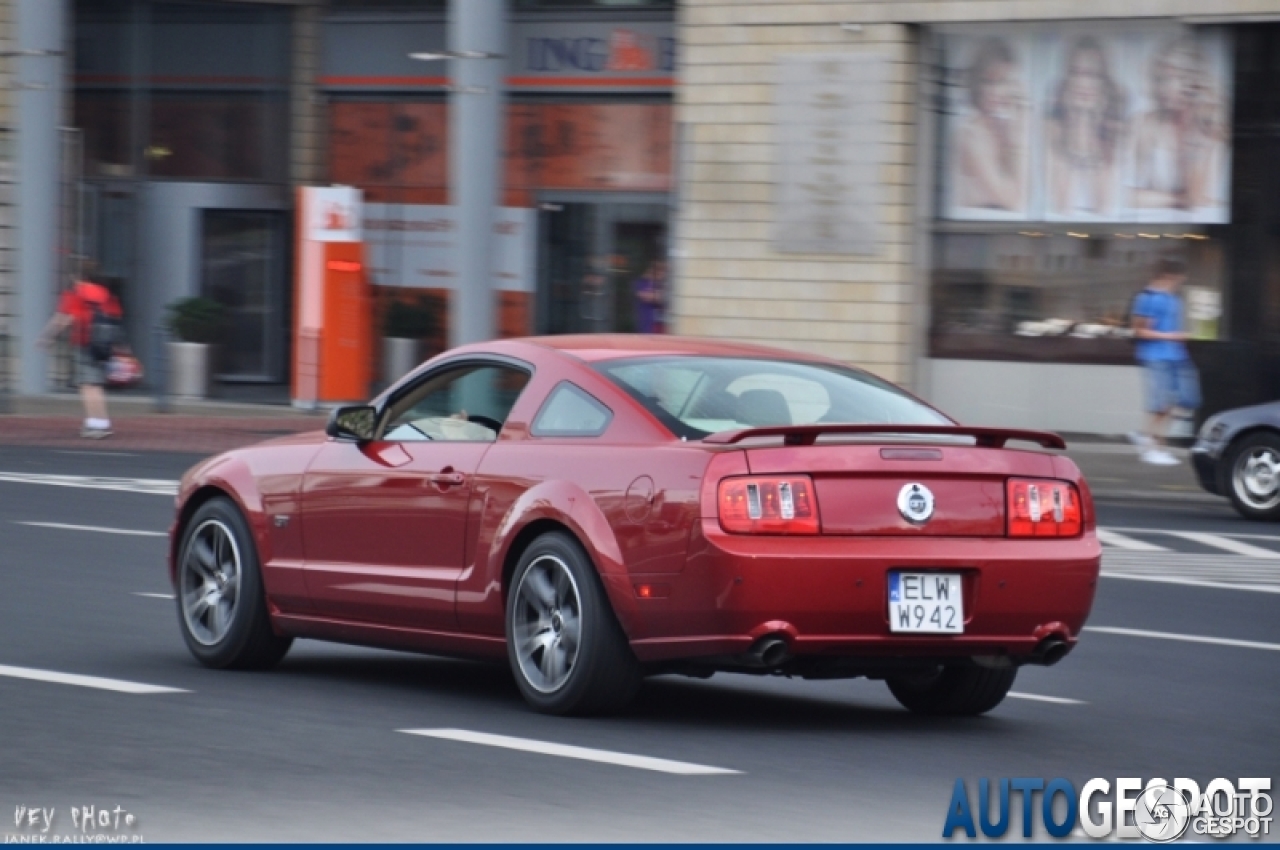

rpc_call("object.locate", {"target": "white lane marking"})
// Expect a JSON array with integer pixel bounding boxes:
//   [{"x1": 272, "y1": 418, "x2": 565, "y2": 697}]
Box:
[
  {"x1": 1106, "y1": 525, "x2": 1280, "y2": 544},
  {"x1": 0, "y1": 472, "x2": 178, "y2": 495},
  {"x1": 13, "y1": 520, "x2": 169, "y2": 538},
  {"x1": 1098, "y1": 529, "x2": 1169, "y2": 552},
  {"x1": 398, "y1": 728, "x2": 741, "y2": 776},
  {"x1": 1084, "y1": 626, "x2": 1280, "y2": 653},
  {"x1": 0, "y1": 664, "x2": 191, "y2": 694},
  {"x1": 1005, "y1": 691, "x2": 1088, "y2": 705},
  {"x1": 52, "y1": 448, "x2": 137, "y2": 457},
  {"x1": 1100, "y1": 570, "x2": 1280, "y2": 593},
  {"x1": 1169, "y1": 531, "x2": 1280, "y2": 558}
]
◆ ◆ ◆ ◆
EXERCISE:
How many lines in the rows above contain the string "pixel", with case counting? Reply with the number only.

EXERCISE ANSWER:
1